## Texto fuente
• • •

En todo caso son un mal necesario para el estado liberal ya que eventualmente
el voto universal ha resultado, a veces, contraproducente con los intereses de
sus creadores. En general las elecciones confirman los candidatos elegidos por
unos cuantos pero para el liberalismo la tiranía de las mayorías aplasta la
libertad individual y por ende la democracia debe ser ‘administrada’. para que
sirva como propaganda y no como trampolín para los habitantes comunes y
corrientes de la república.
La crisis de los partidos, o
mejor dicho, el cambio de su misión en el sistema político -sostenido por la
definición liberal de la democracia como un procedimiento para renovar la
representación política- pasó a segundo término con el triunfo electoral de
Fox, momento al que muchos reconocieron como el arribo a buen puerto de las
negociaciones emprendidas por los dueños de los partidos en 1996. Ese
particular club de accionistas del estado (poseen acciones que les dan poder de
veto en la toma de decisiones políticas, si no absoluto nada desdeñable) ya
había dado muestras de tener un acuerdo sólido, disciplinado, al margen de
veleidades individualistas, para sacar adelante el ‘modelo de desarrollo’.
El voto neo-corporativo ya operaba
en el Congreso de la Unión cuando se materializó la traición que el gobierno
federal, con Ernesto Zedillo a la cabeza, le asestó a los Acuerdos de San
Andrés Sakamch’en firmados con el EZLN en los albores de 1996. La votación
unánime en el Senado motivó en su momento unas líneas del sup Marcos, que
describen el grado del acuerdo entre la partido(buro)cracia. Cito de memoria:
el sup mencionaba que el ingeniero Cárdenas le había explicado a su hijo
Lázaro, senador por Michoacán, que recordase a quienes representaba cuando
tuviese que votar a favor de la infame ley impulsada por Manuel Bartlett y
Diego Fernández. Sobra decir que el nieto del general Cárdenas se alineó sin
hacer gestos; y más sobra decir que el otrora líder moral del PRD desmintió al
día siguiente –escribió una carta o algo así- negando haberle dicho a su hijo
como votar.
Como bien nos recuerda el
tecleador del Astillero, “Aquella
deleznable traición ensanchó de manera peligrosa la distancia entre los
políticos y los ciudadanos y preparó el clima de polarización social que hemos
venido padeciendo desde hace más de una década.”(La Jornada-291012) Ésa
distancia entre gobernantes y gobernados frecuentemente es vista como
consecuencia de que los partidos no realizan más funciones para desarrollar la
democracia; que es un problema técnico y no estructural. Y por ende no se
cuestiona de manera crítica la relación entre democracia liberal y partidos.
Vistos los partidos como
instituciones sería difícil negar que entre sus prioridades estuviera la
permanencia, la superviviencia, al costo que sea necesario. Si este costo exige
dejar de gestionar demandas ciudadanas, de servir de puente entre la ciudadanía
y el estado, para convertirse en un gestor de demandas… del estado, habrá que
pagarlo. Ya no es la ciudadanía la que se defiende del estado o gestiona con
él; es el estado el que, con la ayuda de los partidos, se defiende de la
ciudadanía para imponer acuerdos con transnacionales y otros gobiernos. El
partido cártel es el partido contemporáneo por excelencia (conjunto de organizaciones
criminales que se reparten territorios con pactos de no agresión) y eso
confunde pues se insiste en que los partidos son la pieza clave de la
democracia liberal.

• • •

## Entradas mostradas
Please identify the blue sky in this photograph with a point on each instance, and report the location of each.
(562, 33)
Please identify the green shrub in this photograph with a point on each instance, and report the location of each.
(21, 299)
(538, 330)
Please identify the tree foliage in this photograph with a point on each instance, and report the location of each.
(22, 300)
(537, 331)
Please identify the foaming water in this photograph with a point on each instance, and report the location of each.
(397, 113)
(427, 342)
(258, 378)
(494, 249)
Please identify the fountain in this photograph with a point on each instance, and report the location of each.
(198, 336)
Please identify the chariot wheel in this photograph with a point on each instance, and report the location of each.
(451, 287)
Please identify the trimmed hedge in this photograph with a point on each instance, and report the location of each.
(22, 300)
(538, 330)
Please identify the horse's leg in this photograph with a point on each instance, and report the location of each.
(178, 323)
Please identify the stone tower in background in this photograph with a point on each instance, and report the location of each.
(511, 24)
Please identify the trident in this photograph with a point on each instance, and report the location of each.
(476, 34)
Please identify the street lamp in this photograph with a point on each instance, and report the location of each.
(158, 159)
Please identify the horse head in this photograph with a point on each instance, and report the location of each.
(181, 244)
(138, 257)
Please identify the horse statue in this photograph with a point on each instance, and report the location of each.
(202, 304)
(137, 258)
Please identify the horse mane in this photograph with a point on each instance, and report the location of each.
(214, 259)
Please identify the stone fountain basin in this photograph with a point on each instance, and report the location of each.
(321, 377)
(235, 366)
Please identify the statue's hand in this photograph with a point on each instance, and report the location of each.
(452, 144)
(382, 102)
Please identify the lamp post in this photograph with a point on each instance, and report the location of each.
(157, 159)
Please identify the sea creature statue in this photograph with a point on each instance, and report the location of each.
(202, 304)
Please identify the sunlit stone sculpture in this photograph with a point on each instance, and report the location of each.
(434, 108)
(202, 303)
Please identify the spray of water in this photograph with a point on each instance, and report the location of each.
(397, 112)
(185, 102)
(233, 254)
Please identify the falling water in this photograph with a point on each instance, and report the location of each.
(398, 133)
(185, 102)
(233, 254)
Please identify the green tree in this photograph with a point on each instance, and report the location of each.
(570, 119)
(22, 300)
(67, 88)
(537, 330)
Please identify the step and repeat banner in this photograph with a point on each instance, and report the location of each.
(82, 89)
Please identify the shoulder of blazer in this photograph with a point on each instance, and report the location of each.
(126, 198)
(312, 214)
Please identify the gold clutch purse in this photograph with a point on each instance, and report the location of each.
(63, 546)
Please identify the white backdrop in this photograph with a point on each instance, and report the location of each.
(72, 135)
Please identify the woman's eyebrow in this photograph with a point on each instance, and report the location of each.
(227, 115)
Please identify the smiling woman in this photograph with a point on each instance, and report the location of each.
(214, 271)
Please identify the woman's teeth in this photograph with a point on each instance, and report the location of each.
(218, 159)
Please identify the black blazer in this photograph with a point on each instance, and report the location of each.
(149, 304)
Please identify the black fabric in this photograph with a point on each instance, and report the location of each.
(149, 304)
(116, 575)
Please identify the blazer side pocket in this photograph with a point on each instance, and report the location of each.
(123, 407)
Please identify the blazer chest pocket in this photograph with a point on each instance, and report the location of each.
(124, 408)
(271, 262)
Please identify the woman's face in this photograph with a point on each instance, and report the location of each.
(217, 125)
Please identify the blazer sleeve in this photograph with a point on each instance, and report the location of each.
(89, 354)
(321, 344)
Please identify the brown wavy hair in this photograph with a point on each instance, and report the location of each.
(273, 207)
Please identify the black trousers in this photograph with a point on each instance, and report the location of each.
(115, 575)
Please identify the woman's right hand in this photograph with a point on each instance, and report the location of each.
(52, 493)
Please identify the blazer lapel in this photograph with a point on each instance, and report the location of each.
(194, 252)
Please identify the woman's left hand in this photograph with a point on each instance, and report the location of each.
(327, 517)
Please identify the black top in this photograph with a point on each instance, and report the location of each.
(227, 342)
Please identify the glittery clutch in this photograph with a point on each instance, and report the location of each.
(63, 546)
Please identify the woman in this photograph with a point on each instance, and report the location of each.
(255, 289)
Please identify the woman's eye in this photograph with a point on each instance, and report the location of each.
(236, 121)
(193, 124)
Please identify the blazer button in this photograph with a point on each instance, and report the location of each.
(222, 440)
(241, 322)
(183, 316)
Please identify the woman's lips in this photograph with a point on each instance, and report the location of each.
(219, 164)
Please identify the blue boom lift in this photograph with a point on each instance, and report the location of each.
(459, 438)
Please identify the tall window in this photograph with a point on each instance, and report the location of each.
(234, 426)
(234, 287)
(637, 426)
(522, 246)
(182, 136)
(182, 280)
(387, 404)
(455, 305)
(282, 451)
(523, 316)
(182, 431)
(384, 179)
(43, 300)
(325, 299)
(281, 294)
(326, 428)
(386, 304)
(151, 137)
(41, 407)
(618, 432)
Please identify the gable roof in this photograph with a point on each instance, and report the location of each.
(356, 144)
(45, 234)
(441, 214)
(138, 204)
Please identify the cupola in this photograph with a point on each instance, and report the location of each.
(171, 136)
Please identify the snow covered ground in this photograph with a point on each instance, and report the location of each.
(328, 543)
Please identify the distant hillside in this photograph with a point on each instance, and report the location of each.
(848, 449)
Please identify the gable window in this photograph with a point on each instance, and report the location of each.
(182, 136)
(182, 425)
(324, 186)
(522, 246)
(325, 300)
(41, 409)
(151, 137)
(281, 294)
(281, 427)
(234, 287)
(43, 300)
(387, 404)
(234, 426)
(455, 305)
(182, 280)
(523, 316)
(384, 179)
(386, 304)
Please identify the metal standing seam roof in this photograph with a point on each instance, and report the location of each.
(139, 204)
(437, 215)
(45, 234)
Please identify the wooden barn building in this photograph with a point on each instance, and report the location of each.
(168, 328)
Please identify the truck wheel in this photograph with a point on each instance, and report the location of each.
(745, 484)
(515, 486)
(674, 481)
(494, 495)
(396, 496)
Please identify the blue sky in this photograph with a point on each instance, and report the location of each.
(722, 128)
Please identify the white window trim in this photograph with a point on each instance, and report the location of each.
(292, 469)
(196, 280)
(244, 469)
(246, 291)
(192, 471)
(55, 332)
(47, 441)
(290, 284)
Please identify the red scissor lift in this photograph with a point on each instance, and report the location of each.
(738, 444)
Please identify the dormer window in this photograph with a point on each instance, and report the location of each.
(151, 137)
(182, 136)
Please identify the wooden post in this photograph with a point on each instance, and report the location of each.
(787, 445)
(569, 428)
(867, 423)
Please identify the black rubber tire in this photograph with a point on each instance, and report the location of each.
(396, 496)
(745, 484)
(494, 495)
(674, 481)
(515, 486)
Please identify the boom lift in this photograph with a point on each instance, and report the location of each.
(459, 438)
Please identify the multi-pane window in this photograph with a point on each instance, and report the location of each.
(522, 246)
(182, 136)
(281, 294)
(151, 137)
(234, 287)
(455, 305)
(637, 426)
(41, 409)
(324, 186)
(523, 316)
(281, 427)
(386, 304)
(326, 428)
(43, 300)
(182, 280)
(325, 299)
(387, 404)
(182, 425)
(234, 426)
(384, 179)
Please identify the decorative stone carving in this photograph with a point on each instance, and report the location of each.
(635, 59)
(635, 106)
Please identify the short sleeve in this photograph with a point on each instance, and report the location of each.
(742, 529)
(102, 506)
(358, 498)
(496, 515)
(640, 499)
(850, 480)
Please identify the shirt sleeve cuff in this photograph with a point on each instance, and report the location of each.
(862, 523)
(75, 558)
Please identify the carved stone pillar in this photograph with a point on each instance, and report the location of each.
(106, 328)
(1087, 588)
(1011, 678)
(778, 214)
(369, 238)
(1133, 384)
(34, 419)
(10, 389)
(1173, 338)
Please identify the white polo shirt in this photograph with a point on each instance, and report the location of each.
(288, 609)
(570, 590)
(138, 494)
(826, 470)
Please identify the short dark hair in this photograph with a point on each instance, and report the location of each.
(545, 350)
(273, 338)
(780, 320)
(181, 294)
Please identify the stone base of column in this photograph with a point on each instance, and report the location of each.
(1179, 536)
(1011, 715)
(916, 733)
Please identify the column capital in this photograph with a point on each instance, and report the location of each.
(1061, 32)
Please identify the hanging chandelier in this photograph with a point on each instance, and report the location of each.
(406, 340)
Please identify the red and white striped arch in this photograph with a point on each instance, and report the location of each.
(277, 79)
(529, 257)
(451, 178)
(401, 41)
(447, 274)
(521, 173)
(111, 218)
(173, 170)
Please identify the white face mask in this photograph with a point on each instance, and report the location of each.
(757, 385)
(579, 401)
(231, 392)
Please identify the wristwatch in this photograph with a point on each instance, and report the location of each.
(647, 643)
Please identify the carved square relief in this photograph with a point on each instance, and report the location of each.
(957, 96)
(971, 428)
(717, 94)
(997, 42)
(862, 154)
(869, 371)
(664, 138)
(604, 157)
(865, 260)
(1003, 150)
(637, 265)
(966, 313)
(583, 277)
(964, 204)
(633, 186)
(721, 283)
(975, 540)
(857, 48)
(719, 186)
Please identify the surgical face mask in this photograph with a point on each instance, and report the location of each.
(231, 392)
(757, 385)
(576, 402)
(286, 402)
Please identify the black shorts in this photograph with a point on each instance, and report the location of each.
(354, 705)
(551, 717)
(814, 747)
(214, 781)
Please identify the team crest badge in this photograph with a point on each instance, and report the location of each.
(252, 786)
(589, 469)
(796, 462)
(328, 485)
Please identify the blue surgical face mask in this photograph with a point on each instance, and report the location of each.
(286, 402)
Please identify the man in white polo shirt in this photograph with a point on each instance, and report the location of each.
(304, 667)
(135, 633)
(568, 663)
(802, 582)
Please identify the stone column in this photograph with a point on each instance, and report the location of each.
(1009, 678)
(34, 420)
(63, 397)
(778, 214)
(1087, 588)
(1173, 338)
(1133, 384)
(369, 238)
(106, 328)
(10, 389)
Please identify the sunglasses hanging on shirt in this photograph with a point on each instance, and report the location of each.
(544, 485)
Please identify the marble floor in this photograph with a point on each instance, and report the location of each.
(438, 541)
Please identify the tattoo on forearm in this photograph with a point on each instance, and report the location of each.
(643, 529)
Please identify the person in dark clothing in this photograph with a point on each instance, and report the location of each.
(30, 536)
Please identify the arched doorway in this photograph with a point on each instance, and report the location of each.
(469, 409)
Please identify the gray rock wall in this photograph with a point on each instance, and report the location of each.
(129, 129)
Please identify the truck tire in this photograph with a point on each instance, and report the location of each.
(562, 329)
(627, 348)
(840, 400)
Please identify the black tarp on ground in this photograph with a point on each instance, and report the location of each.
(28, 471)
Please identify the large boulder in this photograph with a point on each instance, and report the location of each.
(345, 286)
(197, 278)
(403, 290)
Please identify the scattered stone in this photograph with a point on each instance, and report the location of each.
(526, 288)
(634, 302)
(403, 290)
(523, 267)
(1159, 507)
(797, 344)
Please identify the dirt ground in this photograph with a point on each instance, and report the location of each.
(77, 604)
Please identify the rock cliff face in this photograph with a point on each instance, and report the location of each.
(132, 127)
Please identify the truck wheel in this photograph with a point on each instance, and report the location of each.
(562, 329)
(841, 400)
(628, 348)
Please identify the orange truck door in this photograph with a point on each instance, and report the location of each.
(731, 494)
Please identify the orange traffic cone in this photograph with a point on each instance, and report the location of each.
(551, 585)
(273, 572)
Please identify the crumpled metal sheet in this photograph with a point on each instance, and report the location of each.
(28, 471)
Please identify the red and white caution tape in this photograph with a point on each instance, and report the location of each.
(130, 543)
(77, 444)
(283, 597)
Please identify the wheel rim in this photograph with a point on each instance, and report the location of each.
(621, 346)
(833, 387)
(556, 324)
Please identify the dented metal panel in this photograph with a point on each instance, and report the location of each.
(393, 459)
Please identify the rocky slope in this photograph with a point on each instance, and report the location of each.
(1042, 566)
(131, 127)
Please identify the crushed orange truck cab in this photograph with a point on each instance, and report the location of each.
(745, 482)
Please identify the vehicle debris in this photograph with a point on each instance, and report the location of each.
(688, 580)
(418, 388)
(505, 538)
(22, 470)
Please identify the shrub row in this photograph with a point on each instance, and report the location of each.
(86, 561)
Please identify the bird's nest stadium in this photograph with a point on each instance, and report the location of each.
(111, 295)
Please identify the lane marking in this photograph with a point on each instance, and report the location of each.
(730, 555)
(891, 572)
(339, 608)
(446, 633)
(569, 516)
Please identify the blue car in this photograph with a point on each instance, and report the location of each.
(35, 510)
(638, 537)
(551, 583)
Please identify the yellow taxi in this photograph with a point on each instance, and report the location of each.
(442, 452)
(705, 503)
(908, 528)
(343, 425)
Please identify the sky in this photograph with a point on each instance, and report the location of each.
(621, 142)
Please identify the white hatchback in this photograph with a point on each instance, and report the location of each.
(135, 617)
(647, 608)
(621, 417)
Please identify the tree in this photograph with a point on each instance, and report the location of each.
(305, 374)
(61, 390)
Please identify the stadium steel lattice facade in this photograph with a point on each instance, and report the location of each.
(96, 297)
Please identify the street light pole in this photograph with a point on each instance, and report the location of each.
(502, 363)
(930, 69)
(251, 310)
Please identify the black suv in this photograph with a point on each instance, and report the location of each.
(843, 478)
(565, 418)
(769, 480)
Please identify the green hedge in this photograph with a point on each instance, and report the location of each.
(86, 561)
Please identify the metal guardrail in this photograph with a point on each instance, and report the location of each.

• • •

## Consigna 1
Según el texto sobre los partidos, ¿quién encabezaba el gobierno federal cuando se traicionaron los Acuerdos de San Andrés Sakamch'en?
## Consigna 2
Enumera, por favor, a todas las personas que el texto sobre los partidos menciona por su nombre.
Las entradas no tienen ningún papel en esto.

## Resultado 1
Ernesto Zedillo.

## Resultado 2
- Fox
- Ernesto Zedillo
- el sup Marcos
- el ingeniero Cárdenas
- Lázaro, su hijo, senador por Michoacán
- Manuel Bartlett
- Diego Fernández
- el general Cárdenas